#### Recorded information ####

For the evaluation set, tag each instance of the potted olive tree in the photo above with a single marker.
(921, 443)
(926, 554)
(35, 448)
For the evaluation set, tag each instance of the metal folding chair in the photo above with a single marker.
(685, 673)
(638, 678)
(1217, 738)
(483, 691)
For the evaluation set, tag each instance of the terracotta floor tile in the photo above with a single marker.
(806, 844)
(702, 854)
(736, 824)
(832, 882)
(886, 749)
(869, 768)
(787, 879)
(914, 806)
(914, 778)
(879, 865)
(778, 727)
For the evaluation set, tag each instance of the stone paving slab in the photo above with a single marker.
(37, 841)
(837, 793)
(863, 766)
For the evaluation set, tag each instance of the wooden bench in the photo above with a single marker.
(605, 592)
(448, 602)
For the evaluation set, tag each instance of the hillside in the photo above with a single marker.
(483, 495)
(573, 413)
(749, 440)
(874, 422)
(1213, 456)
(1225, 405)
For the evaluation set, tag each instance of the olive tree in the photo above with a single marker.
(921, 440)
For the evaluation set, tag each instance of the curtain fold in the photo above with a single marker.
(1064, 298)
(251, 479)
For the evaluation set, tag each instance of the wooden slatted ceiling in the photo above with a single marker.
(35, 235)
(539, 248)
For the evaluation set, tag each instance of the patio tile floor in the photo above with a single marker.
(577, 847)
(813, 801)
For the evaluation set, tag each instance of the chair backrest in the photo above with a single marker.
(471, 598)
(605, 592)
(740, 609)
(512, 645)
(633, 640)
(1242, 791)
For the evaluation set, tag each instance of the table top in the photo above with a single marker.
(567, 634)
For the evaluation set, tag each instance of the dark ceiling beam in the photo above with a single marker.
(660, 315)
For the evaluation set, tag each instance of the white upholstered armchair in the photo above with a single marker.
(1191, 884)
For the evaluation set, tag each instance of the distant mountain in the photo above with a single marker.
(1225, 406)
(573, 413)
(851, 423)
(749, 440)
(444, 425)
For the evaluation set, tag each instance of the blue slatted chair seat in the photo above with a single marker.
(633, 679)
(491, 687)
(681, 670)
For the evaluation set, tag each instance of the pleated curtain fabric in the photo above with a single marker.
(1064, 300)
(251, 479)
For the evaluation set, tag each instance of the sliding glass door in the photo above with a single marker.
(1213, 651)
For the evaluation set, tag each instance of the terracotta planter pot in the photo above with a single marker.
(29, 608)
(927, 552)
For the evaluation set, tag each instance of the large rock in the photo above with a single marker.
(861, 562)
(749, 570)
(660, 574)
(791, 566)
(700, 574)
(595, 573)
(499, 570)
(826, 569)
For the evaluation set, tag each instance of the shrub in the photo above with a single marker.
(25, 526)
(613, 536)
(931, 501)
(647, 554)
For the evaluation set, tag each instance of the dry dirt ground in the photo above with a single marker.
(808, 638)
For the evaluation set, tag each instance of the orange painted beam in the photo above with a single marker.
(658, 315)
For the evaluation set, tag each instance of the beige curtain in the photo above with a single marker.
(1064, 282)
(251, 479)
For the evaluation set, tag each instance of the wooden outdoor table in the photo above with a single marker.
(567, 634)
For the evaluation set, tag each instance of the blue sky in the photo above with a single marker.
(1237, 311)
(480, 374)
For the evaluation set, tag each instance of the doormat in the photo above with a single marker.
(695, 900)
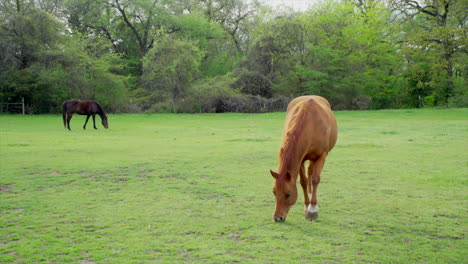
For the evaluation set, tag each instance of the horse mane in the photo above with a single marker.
(291, 136)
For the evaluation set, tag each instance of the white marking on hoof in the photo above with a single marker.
(312, 209)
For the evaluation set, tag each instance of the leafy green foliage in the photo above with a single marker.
(359, 54)
(184, 188)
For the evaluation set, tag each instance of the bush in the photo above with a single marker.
(251, 104)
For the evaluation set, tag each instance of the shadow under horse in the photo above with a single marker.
(88, 108)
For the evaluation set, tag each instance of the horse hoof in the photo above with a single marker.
(311, 215)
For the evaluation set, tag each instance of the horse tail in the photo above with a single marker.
(64, 114)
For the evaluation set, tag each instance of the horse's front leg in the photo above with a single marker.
(304, 188)
(94, 121)
(315, 169)
(69, 116)
(86, 122)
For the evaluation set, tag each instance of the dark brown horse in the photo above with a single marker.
(310, 132)
(88, 108)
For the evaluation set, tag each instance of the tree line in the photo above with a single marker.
(232, 55)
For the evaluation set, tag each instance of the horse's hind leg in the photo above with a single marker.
(94, 121)
(315, 169)
(86, 122)
(69, 116)
(304, 187)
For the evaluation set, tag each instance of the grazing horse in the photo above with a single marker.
(310, 132)
(89, 108)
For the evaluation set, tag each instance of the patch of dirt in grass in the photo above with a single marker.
(6, 188)
(173, 176)
(86, 261)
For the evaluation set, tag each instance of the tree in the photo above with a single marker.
(169, 70)
(46, 66)
(436, 36)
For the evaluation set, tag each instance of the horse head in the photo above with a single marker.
(285, 192)
(104, 121)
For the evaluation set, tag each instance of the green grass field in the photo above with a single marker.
(163, 188)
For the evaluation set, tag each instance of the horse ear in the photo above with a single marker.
(274, 174)
(288, 176)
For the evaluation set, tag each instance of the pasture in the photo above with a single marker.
(165, 188)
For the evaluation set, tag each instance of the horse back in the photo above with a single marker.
(318, 131)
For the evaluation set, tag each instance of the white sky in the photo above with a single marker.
(298, 5)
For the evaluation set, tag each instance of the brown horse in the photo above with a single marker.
(88, 108)
(310, 132)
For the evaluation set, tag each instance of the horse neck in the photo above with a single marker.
(100, 111)
(290, 159)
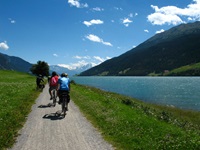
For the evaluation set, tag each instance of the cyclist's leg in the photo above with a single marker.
(54, 96)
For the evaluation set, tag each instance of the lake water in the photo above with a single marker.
(181, 92)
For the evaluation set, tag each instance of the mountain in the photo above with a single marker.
(14, 63)
(176, 47)
(59, 69)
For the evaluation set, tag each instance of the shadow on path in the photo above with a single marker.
(46, 106)
(54, 116)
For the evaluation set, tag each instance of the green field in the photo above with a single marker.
(18, 94)
(125, 122)
(130, 124)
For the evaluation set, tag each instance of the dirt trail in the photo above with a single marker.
(45, 131)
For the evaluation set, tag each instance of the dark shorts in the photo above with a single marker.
(61, 93)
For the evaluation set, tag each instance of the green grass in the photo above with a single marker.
(123, 121)
(130, 124)
(17, 96)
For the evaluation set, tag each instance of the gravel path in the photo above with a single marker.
(45, 131)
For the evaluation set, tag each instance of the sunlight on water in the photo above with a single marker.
(181, 92)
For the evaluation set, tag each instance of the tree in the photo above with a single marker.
(41, 68)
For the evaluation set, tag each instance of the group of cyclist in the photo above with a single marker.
(60, 84)
(57, 84)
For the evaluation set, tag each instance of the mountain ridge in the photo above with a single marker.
(165, 51)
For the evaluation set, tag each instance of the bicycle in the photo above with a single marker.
(65, 98)
(41, 86)
(54, 97)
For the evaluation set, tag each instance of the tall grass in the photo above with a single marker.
(17, 95)
(130, 124)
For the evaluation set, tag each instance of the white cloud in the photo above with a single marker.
(160, 31)
(99, 58)
(12, 21)
(55, 55)
(174, 15)
(4, 46)
(81, 57)
(77, 4)
(95, 38)
(126, 21)
(98, 9)
(92, 22)
(95, 61)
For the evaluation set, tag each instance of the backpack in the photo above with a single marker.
(53, 81)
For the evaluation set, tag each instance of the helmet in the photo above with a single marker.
(64, 75)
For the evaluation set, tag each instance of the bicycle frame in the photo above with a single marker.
(64, 104)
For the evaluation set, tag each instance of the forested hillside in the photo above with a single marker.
(174, 48)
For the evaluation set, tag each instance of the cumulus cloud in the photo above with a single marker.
(98, 9)
(173, 15)
(77, 4)
(55, 55)
(95, 60)
(95, 38)
(92, 22)
(160, 31)
(81, 57)
(12, 21)
(126, 21)
(4, 46)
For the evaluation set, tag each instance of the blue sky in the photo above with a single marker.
(72, 33)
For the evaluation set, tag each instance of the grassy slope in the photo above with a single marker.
(131, 124)
(123, 121)
(17, 96)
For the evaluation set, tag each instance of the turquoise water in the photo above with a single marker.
(181, 92)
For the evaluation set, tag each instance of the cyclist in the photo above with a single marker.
(39, 80)
(63, 86)
(53, 83)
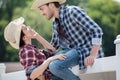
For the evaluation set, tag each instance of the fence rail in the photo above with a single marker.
(107, 68)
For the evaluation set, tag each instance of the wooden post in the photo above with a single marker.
(117, 42)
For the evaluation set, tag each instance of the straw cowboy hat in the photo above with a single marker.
(12, 32)
(39, 3)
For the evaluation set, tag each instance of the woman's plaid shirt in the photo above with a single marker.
(31, 57)
(80, 30)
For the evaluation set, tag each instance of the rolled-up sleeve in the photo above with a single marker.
(88, 24)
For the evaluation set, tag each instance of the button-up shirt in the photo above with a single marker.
(80, 30)
(31, 57)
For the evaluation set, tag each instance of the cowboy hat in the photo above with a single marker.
(12, 32)
(39, 3)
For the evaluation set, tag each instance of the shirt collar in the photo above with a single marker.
(61, 13)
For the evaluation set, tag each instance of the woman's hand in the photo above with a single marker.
(59, 56)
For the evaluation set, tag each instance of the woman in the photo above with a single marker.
(35, 61)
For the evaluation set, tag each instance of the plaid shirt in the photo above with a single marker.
(81, 32)
(31, 57)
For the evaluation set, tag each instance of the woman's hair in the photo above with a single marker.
(57, 4)
(22, 43)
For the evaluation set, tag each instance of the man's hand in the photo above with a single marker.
(89, 61)
(59, 56)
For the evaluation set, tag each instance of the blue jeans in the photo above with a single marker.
(60, 68)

####

Written task ▸ Rewrite the rows from the line holding "For the evaluation set, tag each instance of the woman's hand" through the end of the rows, inclusive, so that "plaid shirt" becomes "flannel shirt" and nothing else changes.

Result of this exercise ▸
For the evaluation set, tag each instance of the woman's hand in the photo above with a single marker.
(59, 56)
For the evaluation set, tag each instance of the woman in the photo above with a single marker.
(35, 61)
For the evaluation set, tag each instance of the flannel shirt in the photo above with a single marker.
(81, 32)
(31, 57)
For the evaluation set, tag each instance of the woman's hair in the photo above with a single marker.
(57, 4)
(22, 43)
For the evaluation set, tag each instance of the man's hand in the photo above with a single marker.
(89, 61)
(59, 56)
For the evaluation set, tag each instance of the blue jeans in the photo above with a single marker.
(60, 68)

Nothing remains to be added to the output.